■ GOAL ■
Copy out every one of the following rows word for word, omitting the pictures.

[start of AVAILABLE RECORDS]

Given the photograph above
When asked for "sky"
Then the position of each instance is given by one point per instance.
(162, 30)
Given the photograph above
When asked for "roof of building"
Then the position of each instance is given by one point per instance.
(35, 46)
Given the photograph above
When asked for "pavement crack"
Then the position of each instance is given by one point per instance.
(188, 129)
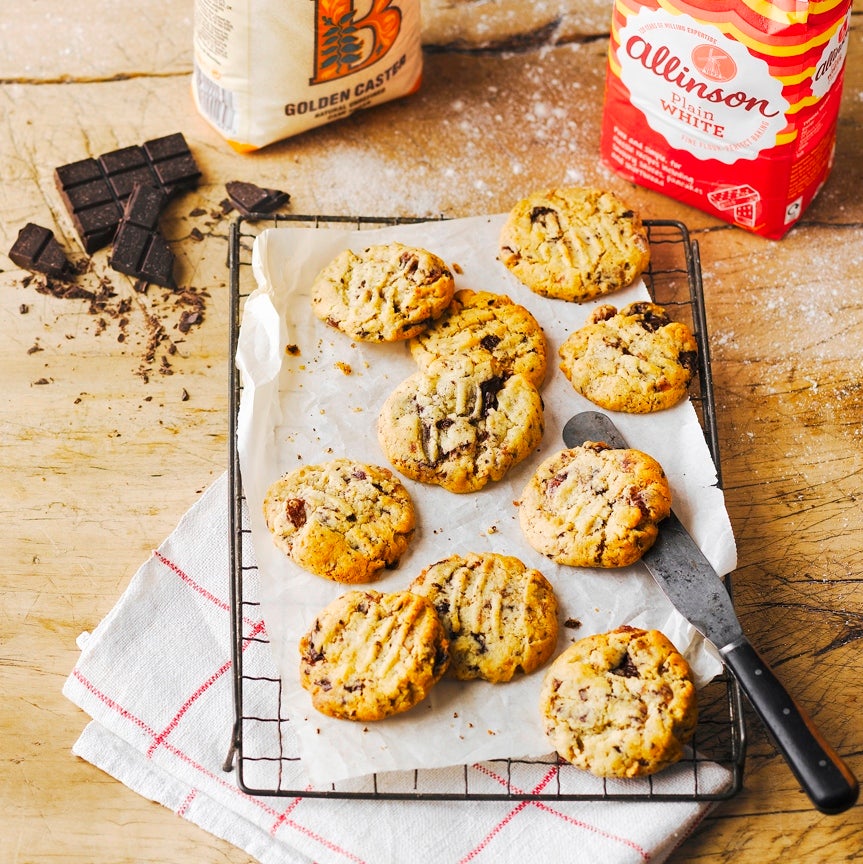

[end of AVAILABLE RECORDS]

■ TASK RESULT ■
Given the photograph above
When asked for "sky"
Then the position of each instance is given by one point per instance.
(162, 30)
Given the photograph above
When asked for "roof of building"
Then the position of each instance is given by one point per instance.
(35, 46)
Given the photograph above
When asked for "pavement crack"
Then the position of each instance is given by one point per instance.
(188, 129)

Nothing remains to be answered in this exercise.